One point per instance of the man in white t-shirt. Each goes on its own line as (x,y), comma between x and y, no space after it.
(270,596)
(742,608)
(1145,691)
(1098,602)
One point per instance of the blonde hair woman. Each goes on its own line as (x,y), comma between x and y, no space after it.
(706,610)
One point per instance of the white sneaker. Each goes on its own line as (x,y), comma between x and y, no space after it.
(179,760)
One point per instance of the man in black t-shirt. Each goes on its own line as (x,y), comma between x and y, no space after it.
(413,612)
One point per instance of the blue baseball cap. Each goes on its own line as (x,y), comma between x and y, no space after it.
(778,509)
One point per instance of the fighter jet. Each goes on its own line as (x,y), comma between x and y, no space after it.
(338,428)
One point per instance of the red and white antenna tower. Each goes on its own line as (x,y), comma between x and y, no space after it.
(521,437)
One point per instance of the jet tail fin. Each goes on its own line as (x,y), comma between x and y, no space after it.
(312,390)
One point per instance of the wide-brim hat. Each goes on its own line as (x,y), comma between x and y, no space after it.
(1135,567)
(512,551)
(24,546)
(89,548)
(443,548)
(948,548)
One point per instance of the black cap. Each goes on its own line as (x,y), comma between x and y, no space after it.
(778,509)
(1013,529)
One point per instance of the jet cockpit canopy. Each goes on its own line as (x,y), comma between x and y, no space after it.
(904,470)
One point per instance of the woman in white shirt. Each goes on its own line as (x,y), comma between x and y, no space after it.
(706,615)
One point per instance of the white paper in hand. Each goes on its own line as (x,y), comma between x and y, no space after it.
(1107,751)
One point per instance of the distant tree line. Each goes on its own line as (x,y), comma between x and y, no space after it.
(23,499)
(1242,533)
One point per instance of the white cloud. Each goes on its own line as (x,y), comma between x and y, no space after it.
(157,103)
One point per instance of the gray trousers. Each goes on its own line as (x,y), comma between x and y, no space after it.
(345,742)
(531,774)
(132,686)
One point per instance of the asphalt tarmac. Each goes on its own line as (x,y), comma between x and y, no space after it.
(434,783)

• _WRITTEN TASK_:
Rewrite the stretch from the line containing "One point per instance of the asphalt" through the end of the records, changing "tarmac" to "runway" and keeping everything else the same.

• _EXERCISE OUTPUT_:
One point per instance of the asphalt runway. Each goes on its own line as (x,y), comma between x and y, no space after it.
(434,783)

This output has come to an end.